[Records on locating named things]

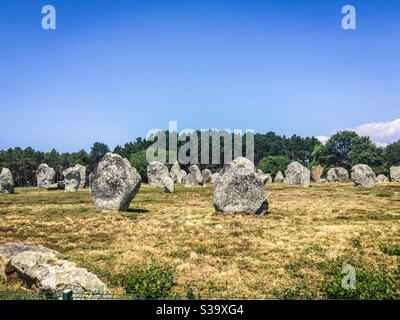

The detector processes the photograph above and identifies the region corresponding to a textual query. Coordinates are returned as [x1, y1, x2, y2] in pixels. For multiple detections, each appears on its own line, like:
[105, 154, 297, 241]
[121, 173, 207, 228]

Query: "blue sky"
[0, 0, 400, 152]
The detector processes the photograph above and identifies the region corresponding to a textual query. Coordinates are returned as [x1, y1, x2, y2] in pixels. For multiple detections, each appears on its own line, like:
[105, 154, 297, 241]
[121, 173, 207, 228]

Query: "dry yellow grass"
[0, 183, 400, 297]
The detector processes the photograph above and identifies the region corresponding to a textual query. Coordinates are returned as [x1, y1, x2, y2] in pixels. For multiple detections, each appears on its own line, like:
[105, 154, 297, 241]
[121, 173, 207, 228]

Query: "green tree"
[257, 156, 291, 178]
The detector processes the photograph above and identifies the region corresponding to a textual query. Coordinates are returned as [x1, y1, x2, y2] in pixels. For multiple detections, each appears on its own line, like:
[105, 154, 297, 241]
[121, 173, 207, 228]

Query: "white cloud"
[354, 119, 400, 144]
[317, 119, 400, 147]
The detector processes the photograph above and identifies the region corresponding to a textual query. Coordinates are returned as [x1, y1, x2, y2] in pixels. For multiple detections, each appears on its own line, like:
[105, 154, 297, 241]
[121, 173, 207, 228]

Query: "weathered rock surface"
[74, 163, 89, 188]
[311, 165, 324, 182]
[46, 181, 65, 191]
[213, 157, 268, 214]
[163, 177, 175, 193]
[326, 167, 349, 182]
[257, 169, 272, 184]
[147, 161, 170, 188]
[201, 169, 212, 182]
[36, 163, 56, 188]
[351, 164, 376, 187]
[169, 161, 182, 183]
[185, 164, 203, 187]
[211, 172, 219, 183]
[390, 166, 400, 182]
[5, 251, 109, 295]
[274, 171, 285, 183]
[285, 161, 311, 187]
[89, 153, 141, 211]
[0, 168, 14, 193]
[375, 174, 389, 183]
[63, 167, 81, 192]
[0, 242, 64, 276]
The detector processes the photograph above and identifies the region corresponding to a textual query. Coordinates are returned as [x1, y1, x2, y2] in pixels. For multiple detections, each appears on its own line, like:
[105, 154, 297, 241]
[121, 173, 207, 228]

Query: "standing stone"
[213, 157, 268, 214]
[185, 164, 203, 187]
[326, 167, 349, 182]
[201, 169, 212, 182]
[211, 172, 219, 183]
[74, 163, 87, 188]
[285, 161, 311, 187]
[169, 161, 182, 183]
[351, 164, 376, 187]
[274, 171, 285, 183]
[63, 166, 81, 192]
[36, 163, 56, 188]
[147, 161, 169, 188]
[311, 165, 324, 182]
[390, 166, 400, 182]
[0, 168, 14, 193]
[178, 169, 187, 184]
[257, 169, 272, 184]
[89, 152, 141, 211]
[163, 176, 175, 193]
[375, 174, 389, 183]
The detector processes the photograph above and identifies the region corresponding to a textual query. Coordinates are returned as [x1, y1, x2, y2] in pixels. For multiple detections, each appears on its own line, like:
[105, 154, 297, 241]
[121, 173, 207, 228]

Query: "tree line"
[0, 131, 400, 186]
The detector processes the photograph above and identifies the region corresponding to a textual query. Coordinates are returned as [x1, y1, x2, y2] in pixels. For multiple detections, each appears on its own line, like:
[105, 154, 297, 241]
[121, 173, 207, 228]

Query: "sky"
[0, 0, 400, 152]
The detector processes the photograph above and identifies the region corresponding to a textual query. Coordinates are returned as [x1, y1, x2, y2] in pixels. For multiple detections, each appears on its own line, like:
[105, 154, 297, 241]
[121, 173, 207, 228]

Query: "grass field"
[0, 183, 400, 298]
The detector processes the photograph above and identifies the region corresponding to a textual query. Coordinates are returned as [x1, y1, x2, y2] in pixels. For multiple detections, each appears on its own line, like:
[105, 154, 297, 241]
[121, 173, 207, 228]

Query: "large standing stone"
[326, 167, 349, 182]
[5, 251, 109, 296]
[351, 164, 376, 187]
[36, 163, 56, 188]
[375, 174, 389, 183]
[213, 157, 268, 214]
[211, 172, 219, 183]
[285, 161, 311, 187]
[163, 176, 175, 193]
[185, 164, 203, 187]
[0, 168, 14, 193]
[63, 167, 81, 192]
[311, 165, 324, 182]
[390, 166, 400, 182]
[74, 163, 87, 188]
[201, 169, 212, 182]
[274, 171, 285, 183]
[169, 161, 182, 183]
[89, 153, 141, 211]
[147, 161, 169, 188]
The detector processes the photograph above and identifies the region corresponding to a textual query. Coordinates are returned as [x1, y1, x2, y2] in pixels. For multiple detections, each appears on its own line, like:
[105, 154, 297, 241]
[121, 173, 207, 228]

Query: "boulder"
[351, 164, 376, 187]
[147, 161, 170, 188]
[74, 163, 89, 188]
[46, 181, 65, 191]
[36, 163, 56, 188]
[285, 161, 311, 187]
[89, 153, 141, 211]
[375, 174, 389, 183]
[211, 172, 219, 183]
[213, 157, 268, 214]
[185, 164, 203, 187]
[163, 176, 175, 193]
[311, 165, 324, 182]
[63, 167, 81, 192]
[0, 168, 14, 193]
[274, 171, 285, 183]
[5, 251, 109, 297]
[390, 166, 400, 182]
[326, 167, 349, 182]
[201, 169, 212, 182]
[257, 169, 272, 184]
[0, 242, 64, 277]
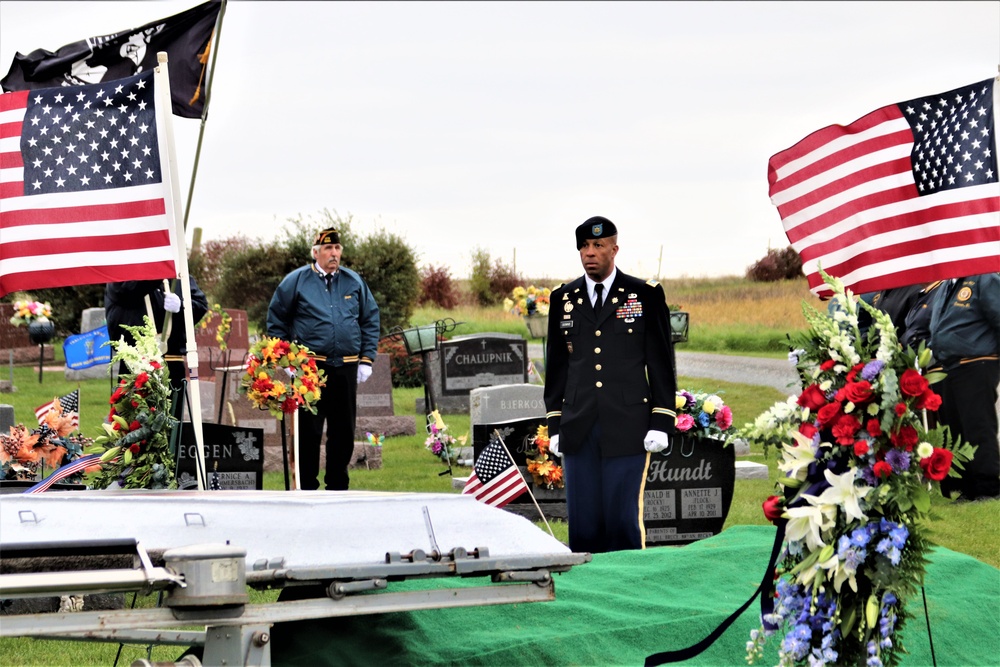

▸ **INSTRUCTIONS TO FOLLOW**
Reproduce every line of the records above verbatim, leaving out the pictures.

▸ **WRITTEN ANSWER**
The detector processes the photograph above and identifies the region corresponding to a textual query. Coordinates are returned as [x1, y1, x2, y2] in pixels. For multiple detections, each appears on its own line, like:
[105, 154, 297, 241]
[121, 173, 207, 228]

Query: "blue sky"
[0, 0, 400, 152]
The detector processes the photograph above and identifies the region corresponding to a textual query. Coordinates are returned as [x1, y1, x2, y2] in pixels. For multiple detections, each appears on its own line, like:
[105, 154, 297, 241]
[121, 173, 207, 228]

Query: "dry yellow grass"
[0, 183, 400, 297]
The detector processes the photograph above and identifies the region corresponding to a textual query. Coordinates are returned as [x1, y1, x2, y2] in pixels. For multiple detections, each appears on its own line, like:
[105, 154, 297, 241]
[121, 173, 207, 228]

Query: "green tree"
[257, 156, 291, 178]
The detector processes the photograph above and identifies the region corresponding to a textual query. Coordinates are returned as [x1, y1, x2, y2] in pixels. For multiple detections, each appears on its own line, like:
[105, 154, 297, 241]
[121, 173, 207, 228]

Query: "white cloud"
[354, 119, 400, 144]
[317, 119, 400, 147]
The detector processes the photograph above and identifies the region corresponding to a textual query. Coordinates are returned as [x1, y1, x2, y2] in pixels. For multiple detections, each appears on its own line, like:
[105, 154, 297, 241]
[121, 173, 207, 228]

Query: "weathered rock surface"
[74, 163, 89, 188]
[311, 165, 324, 182]
[46, 181, 65, 191]
[213, 157, 268, 214]
[163, 177, 175, 193]
[326, 167, 349, 182]
[257, 169, 272, 184]
[147, 161, 170, 188]
[201, 169, 212, 182]
[36, 163, 56, 188]
[351, 164, 376, 187]
[169, 161, 182, 183]
[185, 164, 203, 187]
[211, 172, 219, 183]
[390, 166, 400, 182]
[5, 251, 109, 295]
[274, 171, 285, 183]
[285, 161, 311, 187]
[89, 153, 141, 211]
[0, 168, 14, 193]
[375, 174, 389, 183]
[63, 167, 81, 192]
[0, 242, 64, 276]
The detector processes the photograph above and identifies the region corresponding to a textual query. Coordinates are returned as [x1, y1, x2, y2] in pixels. For multiple detections, each appears on its own line, like:
[105, 154, 297, 241]
[121, 173, 207, 228]

Query: "standing stone"
[213, 157, 268, 214]
[185, 164, 203, 187]
[326, 167, 349, 182]
[201, 169, 212, 182]
[211, 172, 219, 183]
[74, 163, 87, 188]
[285, 161, 311, 187]
[169, 161, 182, 183]
[351, 164, 376, 187]
[274, 171, 285, 183]
[63, 166, 81, 192]
[36, 163, 56, 188]
[147, 161, 169, 188]
[311, 165, 324, 182]
[390, 166, 400, 182]
[0, 168, 14, 193]
[178, 169, 187, 184]
[257, 169, 272, 184]
[89, 152, 141, 211]
[163, 176, 175, 193]
[375, 174, 389, 183]
The detector processes the photograph above and identifies the region corresponding to a textual query. Coordinates are returned as [x1, y1, x2, y2] in pixels. For multiple detections, each appears on its own line, like:
[105, 154, 297, 241]
[121, 173, 207, 228]

Query: "tree line"
[0, 131, 400, 186]
The detector processes the photograph above and identifies the region corresponding to a textual query. Coordinates are returned as [x1, y1, x2, y2] in pixels. For multiple detections, each appears on its own line, like:
[105, 154, 297, 241]
[121, 173, 207, 228]

Query: "sky"
[0, 0, 400, 152]
The detector processes the photograph above and identifies the region corresponding to a textual query. Coordinates are returned as [x1, y1, x2, y2] in pixels. For multiple detections, each appears on its own line, like:
[105, 154, 297, 241]
[121, 173, 207, 228]

Query: "grass field"
[0, 183, 400, 298]
The detector processes the photograph above and identifies the region corresponding to a textual query. Coordinates are returned as [x1, y1, x2, y2] in pixels. For multiple detections, each appears on its own line, like:
[105, 154, 297, 241]
[121, 173, 207, 228]

Query: "large standing stone"
[326, 167, 349, 182]
[5, 251, 109, 296]
[351, 164, 376, 187]
[36, 163, 56, 188]
[375, 174, 389, 183]
[213, 157, 268, 214]
[211, 172, 219, 183]
[285, 161, 311, 187]
[163, 176, 175, 193]
[185, 164, 203, 187]
[0, 168, 14, 193]
[63, 167, 81, 192]
[311, 165, 324, 182]
[390, 166, 400, 182]
[74, 163, 87, 188]
[201, 169, 212, 182]
[274, 171, 285, 183]
[169, 161, 182, 183]
[89, 153, 141, 211]
[147, 161, 169, 188]
The detector processes the photograph above and identifies the region corresponding to a textual query. Coordinates are returned as [x1, y1, x2, y2] in pixels. For multiple detections, each appears on its own line, like:
[105, 154, 297, 241]
[121, 173, 207, 228]

Query: "boulder"
[351, 164, 376, 187]
[147, 161, 170, 188]
[74, 163, 89, 188]
[46, 181, 65, 191]
[36, 163, 56, 188]
[285, 161, 311, 187]
[89, 153, 141, 211]
[375, 174, 389, 183]
[211, 172, 219, 183]
[213, 157, 268, 214]
[185, 164, 203, 187]
[163, 176, 175, 193]
[311, 165, 324, 182]
[63, 167, 81, 192]
[0, 168, 14, 193]
[274, 171, 285, 183]
[5, 251, 109, 297]
[390, 166, 400, 182]
[326, 167, 349, 182]
[201, 169, 212, 182]
[257, 169, 272, 184]
[0, 242, 64, 277]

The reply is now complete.